-- START OF Input --
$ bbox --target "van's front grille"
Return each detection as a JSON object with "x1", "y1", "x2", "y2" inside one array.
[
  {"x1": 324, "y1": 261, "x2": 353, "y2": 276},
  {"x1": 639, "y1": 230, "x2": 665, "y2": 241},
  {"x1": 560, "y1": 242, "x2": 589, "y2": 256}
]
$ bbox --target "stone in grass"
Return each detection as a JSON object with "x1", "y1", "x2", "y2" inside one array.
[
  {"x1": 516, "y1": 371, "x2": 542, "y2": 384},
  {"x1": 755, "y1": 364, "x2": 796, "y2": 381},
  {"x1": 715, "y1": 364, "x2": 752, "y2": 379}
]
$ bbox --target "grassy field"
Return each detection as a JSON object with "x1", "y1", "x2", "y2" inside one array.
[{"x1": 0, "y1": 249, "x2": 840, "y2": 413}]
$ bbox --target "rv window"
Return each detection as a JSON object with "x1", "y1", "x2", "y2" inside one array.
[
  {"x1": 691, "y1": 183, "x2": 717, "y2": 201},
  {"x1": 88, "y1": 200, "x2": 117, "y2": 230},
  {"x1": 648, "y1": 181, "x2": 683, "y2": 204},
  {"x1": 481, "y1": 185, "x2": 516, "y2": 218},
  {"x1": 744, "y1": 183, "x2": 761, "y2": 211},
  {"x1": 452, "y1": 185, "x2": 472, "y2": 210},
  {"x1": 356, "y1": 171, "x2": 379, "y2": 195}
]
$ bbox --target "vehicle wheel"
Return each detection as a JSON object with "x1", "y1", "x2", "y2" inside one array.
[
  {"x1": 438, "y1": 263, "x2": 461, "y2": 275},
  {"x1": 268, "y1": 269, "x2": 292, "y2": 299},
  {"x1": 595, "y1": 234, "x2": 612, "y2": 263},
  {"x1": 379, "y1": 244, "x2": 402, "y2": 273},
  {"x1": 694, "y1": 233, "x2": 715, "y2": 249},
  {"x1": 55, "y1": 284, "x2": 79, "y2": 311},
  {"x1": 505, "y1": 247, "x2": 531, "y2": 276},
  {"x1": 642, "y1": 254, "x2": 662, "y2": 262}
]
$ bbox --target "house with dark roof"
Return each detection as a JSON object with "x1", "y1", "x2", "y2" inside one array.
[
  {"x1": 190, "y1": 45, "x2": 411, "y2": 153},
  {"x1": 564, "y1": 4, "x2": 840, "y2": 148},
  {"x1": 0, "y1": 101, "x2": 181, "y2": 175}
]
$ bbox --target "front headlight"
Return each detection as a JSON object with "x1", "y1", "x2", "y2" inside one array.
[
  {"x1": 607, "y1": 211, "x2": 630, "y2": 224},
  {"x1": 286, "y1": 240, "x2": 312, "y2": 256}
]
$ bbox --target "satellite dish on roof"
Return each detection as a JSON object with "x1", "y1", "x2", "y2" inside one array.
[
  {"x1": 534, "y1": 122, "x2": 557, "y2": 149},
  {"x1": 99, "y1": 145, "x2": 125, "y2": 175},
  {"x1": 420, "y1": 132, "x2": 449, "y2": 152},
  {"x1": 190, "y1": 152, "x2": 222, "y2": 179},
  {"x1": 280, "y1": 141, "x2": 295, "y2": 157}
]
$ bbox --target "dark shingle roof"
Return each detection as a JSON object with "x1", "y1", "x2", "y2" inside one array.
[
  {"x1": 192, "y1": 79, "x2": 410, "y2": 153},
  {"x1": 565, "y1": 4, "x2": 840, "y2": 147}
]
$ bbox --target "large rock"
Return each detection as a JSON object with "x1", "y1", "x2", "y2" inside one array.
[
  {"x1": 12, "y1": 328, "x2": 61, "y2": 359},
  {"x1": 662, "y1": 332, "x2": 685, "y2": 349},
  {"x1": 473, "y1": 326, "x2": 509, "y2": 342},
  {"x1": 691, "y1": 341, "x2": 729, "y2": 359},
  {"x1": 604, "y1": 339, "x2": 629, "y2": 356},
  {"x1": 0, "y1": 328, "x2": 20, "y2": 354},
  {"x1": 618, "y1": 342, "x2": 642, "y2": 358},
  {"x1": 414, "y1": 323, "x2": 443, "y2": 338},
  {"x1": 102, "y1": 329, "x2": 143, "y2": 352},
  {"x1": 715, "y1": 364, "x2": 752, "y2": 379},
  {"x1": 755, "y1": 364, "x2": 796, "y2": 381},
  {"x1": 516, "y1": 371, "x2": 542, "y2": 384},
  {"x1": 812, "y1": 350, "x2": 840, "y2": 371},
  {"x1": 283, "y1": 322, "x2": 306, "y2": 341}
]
-- END OF Input --
Requirements —
Which lines of the records above contain the word "roof"? Pick out each one and copy it in full.

Written response —
$ bbox --target "house with dark roof"
$ bbox --target "satellite dish on roof"
$ bbox --target "dark shingle roof"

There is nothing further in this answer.